**Work to complete**
Edit everything from the row containing "of the blurred" down to the row containing "of the embroidered" by changing each "keypoint" to "marker", leaving all other text unchanged, and give back only those rows.

══ Provided entries ══

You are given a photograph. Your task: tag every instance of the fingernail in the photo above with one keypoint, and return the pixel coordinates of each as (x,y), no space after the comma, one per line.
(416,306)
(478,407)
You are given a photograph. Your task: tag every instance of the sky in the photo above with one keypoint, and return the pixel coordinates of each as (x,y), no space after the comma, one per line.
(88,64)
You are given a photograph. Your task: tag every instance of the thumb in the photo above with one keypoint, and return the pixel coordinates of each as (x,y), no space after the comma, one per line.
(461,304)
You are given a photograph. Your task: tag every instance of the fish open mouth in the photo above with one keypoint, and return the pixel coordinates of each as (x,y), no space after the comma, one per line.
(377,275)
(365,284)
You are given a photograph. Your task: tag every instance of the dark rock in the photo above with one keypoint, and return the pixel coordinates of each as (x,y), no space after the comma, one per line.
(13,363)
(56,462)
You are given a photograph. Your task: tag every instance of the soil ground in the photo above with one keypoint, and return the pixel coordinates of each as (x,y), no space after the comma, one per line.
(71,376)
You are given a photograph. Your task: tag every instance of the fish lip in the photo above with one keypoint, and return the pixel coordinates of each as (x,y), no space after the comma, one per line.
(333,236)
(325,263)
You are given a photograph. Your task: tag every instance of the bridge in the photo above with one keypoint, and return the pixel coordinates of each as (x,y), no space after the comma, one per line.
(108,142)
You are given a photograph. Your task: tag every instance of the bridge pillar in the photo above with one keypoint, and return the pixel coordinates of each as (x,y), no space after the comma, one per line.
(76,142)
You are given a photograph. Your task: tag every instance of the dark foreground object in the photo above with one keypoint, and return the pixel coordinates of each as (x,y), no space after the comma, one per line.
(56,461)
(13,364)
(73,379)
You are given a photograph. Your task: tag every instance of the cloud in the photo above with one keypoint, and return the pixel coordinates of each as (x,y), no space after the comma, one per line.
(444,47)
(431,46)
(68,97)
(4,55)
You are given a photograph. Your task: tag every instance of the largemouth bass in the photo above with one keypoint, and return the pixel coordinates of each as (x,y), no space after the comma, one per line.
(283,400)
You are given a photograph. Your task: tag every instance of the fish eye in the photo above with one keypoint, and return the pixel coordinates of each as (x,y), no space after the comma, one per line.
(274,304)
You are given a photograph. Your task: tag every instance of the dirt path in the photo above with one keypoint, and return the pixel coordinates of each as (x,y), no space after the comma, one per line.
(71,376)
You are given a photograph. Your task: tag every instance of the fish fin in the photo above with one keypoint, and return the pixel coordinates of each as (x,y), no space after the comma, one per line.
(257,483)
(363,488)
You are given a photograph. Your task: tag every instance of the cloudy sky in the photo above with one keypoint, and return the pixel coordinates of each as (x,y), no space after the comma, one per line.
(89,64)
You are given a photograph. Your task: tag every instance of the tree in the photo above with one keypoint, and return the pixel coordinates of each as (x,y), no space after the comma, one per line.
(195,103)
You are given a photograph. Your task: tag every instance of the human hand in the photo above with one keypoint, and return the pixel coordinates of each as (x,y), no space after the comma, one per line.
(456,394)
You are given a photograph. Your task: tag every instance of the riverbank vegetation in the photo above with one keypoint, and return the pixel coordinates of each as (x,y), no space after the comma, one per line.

═══
══ Provided entries ══

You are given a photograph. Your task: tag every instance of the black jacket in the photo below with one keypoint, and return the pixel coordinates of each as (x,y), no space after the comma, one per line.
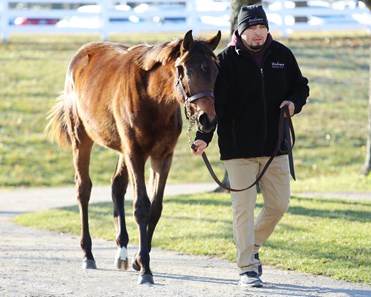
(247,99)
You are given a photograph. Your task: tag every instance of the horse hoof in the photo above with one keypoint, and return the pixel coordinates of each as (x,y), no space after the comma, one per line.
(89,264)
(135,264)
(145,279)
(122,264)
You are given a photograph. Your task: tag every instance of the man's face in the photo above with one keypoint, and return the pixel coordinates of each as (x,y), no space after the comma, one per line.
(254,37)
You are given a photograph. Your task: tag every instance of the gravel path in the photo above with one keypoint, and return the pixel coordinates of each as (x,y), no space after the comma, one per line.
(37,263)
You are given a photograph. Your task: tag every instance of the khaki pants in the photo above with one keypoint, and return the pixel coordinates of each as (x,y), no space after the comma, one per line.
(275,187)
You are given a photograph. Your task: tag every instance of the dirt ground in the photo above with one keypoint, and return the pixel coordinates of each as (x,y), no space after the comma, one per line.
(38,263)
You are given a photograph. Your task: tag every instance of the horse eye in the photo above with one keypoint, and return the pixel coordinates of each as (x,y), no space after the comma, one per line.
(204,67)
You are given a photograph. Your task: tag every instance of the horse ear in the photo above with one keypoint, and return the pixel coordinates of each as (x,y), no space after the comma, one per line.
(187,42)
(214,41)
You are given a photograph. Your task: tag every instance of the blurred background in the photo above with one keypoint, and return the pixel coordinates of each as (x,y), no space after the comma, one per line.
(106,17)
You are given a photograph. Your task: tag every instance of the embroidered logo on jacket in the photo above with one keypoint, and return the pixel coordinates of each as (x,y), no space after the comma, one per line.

═══

**Written answer**
You are given a photograph. Your task: tag every instance of the blurred background in the photo above with one marker, and return the pixel coordinates of each as (x,y), no space after the comma, one per line.
(106,17)
You are given a photograph. Your task: tag every instance of the embroidered logo on jacket in the photo above with one marker, and return the pixel coordinates of each as (x,y), no space after the comma, one per line.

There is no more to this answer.